[Exercise instructions]: All the entries need to be duplicated exactly, with the pictures omitted.

[Input for this task]:
======

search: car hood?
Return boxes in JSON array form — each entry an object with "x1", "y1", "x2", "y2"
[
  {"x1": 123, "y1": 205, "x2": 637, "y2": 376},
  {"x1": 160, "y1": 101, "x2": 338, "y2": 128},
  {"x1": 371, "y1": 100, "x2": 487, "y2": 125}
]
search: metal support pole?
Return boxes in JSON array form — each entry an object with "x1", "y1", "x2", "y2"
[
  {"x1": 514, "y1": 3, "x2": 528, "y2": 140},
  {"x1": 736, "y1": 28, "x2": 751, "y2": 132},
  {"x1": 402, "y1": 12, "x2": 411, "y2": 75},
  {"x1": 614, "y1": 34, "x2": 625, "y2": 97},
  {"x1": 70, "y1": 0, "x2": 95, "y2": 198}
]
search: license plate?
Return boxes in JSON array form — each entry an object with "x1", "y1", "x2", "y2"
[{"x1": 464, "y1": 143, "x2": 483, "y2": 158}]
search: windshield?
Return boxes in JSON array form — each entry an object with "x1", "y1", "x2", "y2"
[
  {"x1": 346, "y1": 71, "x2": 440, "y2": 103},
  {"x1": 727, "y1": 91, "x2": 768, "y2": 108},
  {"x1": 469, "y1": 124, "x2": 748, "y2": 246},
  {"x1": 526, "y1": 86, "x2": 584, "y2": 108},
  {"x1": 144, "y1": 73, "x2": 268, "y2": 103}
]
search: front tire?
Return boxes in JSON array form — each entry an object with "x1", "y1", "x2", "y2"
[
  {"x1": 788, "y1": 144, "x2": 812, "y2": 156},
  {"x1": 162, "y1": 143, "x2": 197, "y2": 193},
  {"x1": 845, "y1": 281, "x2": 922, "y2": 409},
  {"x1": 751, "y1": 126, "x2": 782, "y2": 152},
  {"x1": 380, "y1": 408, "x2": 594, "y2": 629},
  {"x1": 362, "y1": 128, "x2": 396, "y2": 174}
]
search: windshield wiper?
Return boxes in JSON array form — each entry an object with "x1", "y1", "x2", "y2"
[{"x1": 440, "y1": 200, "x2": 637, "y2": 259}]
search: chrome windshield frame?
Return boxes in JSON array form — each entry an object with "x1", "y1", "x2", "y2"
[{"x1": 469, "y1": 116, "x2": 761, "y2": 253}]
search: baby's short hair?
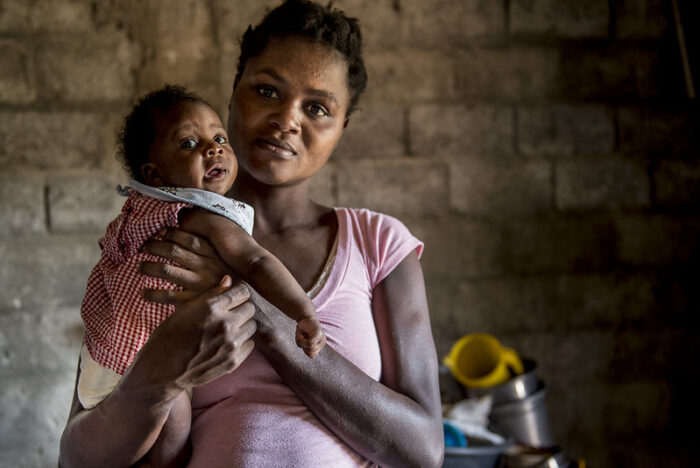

======

[The answer]:
search: car hood?
Return boxes in JSON array form — each entry an object with "x1", "y1", "x2", "y2"
[
  {"x1": 123, "y1": 205, "x2": 637, "y2": 376},
  {"x1": 160, "y1": 101, "x2": 338, "y2": 128},
  {"x1": 371, "y1": 100, "x2": 487, "y2": 125}
]
search: metal support pole?
Return boxes in JSON array form — each entry an object with "x1", "y1", "x2", "y2"
[
  {"x1": 514, "y1": 3, "x2": 528, "y2": 140},
  {"x1": 736, "y1": 28, "x2": 751, "y2": 132},
  {"x1": 402, "y1": 12, "x2": 411, "y2": 75},
  {"x1": 614, "y1": 34, "x2": 625, "y2": 97},
  {"x1": 70, "y1": 0, "x2": 95, "y2": 198}
]
search: license plate?
Return boxes in JSON array form — each entry an object with "x1", "y1", "x2", "y2"
[{"x1": 464, "y1": 143, "x2": 483, "y2": 158}]
search: windshield?
Return boxes in JSON array form — each entry an object with "x1", "y1", "x2", "y2"
[
  {"x1": 346, "y1": 71, "x2": 440, "y2": 103},
  {"x1": 727, "y1": 91, "x2": 768, "y2": 108},
  {"x1": 469, "y1": 124, "x2": 748, "y2": 246},
  {"x1": 526, "y1": 86, "x2": 584, "y2": 108},
  {"x1": 144, "y1": 73, "x2": 268, "y2": 103}
]
search: front tire?
Return boxes in JSON array form — each entry an object with "x1", "y1", "x2", "y2"
[
  {"x1": 788, "y1": 144, "x2": 812, "y2": 156},
  {"x1": 162, "y1": 143, "x2": 197, "y2": 193},
  {"x1": 845, "y1": 281, "x2": 922, "y2": 409},
  {"x1": 751, "y1": 126, "x2": 782, "y2": 152},
  {"x1": 380, "y1": 408, "x2": 594, "y2": 629},
  {"x1": 362, "y1": 128, "x2": 396, "y2": 174}
]
search: windshield wiper?
Return boxes in JSON array form — each entry an object with "x1", "y1", "x2", "y2"
[{"x1": 440, "y1": 200, "x2": 637, "y2": 259}]
search: chrome windshield frame?
Return boxes in JSON array form — each entry an object with "x1", "y1", "x2", "y2"
[{"x1": 469, "y1": 116, "x2": 761, "y2": 253}]
search: baby's short hair?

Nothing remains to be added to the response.